## [BLOC DE TEXTE]

Ce ne sont pas là de vagues considérations, des mots jetés en l'air ; ces considérations, ces mots expriment une idée, et, ce qui est plus grave, ils expriment un fait. Dans toutes les familles, les journaux ont leurs entrées ; la plupart d'entre elles n'envisagent dans ces journaux que la couleur politique ; elles n'attachent pas d'intérêt à leur sens moral et religieux, représenté d'abord par les faits rapportés, et la manière dont ils sont rapportés, représentés surtout par la partie littéraire appelée feuilleton. Ces journaux sont abandonnés à la discrétion de toute la famille : on les voit passer successivement du cabinet d'étude au salon, du salon au boudoir, du boudoir à l'anticharribre ; mais comme la politique ne convient pas à tout le monde, c'est à la partie littéraire du journal, au roman-feuilleton, c'est à la chronique scandaleuse que l'on s'attache de préférence ; de là tant d'intelligences séduites pour avoir voulu satisfaire seulement un vague désir de curiosité. Un seul mot, un seul fait suffit pour enlever à une âme pure et vierge tous les parfums de sa vertu ; il ne faut qu'une étincelle pour allumer l'incendie.

## [EXTRAIT DE DONNÉES]
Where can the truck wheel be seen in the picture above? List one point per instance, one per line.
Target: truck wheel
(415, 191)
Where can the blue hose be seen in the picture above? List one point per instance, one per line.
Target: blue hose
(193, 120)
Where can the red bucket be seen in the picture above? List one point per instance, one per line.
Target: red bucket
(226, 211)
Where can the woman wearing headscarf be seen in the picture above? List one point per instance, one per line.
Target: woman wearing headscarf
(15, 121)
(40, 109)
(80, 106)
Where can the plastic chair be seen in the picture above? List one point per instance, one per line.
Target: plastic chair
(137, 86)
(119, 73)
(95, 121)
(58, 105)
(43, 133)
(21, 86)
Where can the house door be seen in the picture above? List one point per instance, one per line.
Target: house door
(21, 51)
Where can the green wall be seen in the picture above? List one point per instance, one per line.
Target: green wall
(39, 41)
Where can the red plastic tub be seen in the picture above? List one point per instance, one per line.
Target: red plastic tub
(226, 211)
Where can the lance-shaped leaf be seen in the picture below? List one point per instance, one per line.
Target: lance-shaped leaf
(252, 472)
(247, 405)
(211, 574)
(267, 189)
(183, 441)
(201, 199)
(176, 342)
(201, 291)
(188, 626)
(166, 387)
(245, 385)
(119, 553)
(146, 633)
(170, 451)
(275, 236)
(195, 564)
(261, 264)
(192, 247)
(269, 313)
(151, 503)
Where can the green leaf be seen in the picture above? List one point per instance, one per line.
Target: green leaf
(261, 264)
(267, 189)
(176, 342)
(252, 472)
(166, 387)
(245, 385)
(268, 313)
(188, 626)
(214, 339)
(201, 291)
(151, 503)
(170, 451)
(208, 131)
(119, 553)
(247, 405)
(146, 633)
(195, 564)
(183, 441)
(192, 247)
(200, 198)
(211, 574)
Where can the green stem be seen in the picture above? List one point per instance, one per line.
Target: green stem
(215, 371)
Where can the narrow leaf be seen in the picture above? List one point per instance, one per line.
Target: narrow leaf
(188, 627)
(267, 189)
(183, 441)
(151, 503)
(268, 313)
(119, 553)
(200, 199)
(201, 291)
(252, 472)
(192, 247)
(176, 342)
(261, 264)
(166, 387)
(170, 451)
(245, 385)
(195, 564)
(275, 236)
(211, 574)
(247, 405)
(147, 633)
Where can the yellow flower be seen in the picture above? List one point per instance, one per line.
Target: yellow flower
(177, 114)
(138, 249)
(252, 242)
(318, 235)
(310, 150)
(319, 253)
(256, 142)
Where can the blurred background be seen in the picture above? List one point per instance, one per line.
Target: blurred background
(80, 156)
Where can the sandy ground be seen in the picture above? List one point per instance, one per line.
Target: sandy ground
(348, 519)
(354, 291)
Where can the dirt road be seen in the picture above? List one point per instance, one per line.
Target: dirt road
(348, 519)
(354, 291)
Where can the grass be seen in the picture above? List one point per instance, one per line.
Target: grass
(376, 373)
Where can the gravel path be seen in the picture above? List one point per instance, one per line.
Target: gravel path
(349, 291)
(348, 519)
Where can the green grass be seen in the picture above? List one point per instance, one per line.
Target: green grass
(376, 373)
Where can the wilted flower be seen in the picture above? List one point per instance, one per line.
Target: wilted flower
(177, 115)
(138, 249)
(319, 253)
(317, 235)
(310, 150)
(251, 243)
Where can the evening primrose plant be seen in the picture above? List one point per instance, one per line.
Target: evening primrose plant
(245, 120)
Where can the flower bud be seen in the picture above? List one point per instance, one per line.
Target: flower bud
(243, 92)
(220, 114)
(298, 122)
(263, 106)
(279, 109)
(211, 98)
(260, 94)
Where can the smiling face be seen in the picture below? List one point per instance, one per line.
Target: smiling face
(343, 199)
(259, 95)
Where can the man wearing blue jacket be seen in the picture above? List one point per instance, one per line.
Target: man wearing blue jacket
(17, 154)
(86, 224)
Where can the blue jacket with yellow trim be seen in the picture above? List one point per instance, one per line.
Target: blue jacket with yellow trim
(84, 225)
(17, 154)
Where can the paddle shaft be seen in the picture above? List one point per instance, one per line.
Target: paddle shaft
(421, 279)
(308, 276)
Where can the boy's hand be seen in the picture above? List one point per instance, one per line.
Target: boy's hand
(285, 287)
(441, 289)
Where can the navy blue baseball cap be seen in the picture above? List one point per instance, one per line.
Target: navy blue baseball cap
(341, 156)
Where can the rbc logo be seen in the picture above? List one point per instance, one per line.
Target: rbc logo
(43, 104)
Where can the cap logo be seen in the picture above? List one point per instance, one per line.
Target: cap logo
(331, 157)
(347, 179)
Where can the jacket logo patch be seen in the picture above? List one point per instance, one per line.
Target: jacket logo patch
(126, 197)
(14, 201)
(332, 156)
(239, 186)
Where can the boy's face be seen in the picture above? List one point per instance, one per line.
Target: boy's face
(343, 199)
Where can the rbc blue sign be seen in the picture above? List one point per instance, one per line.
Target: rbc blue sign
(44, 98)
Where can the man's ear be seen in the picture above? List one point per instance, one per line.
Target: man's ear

## [TÂCHES REQUISES]
1. Traduisez en anglais la phrase suivante du texte sur les journaux : « Un seul mot, un seul fait suffit pour enlever à une âme pure et vierge tous les parfums de sa vertu ; il ne faut qu'une étincelle pour allumer l'incendie. »
2. Poursuivez la rédaction du texte sur les journaux et le roman-feuilleton en reprenant après sa dernière phrase.
Les entrées proviennent d'une autre source.

## [RÉPONSES RÉDIGÉES]
1. A single word, a single fact is enough to strip a pure and virgin soul of all the fragrance of its virtue; it takes but a spark to kindle the blaze.

2.
A ce sujet, nous avons pensé qu'il pouvait être utile de jeter un coup d'oeil général sur la partie littéraire, morale et religieuse des principaux journaux qui s'impriment à Paris, et se répandent dans toute la France. Ce ne sera que comme renseignement que nous dirons un mot de leur physionomie politique. Par l'esquisse que nous allons tracer, on verra combien la presse périodique, dont nous respectons sans doute les libertés, est dangereuse quand elle use de sa liberté pour jeter de par le monde, à l'aventure, pour tous, pour quiconque sait lire, épeler, tant de faits, tant d'idées qui démoralisent le peuple, l'attirent et le repoussent, en sens divers, pour donner une publicité sans mesure à des créations qui énervent toujours et corrompent souvent l'esprit, le goût, les moeurs et tous les plus nobles sentiments implantés dans le coeur. C'est, du reste, pour répondre à la demande de plusieurs de nos abonnés que nous avons entrepris ce travail ; nous espérons qu'il pourra être de quelque utilité.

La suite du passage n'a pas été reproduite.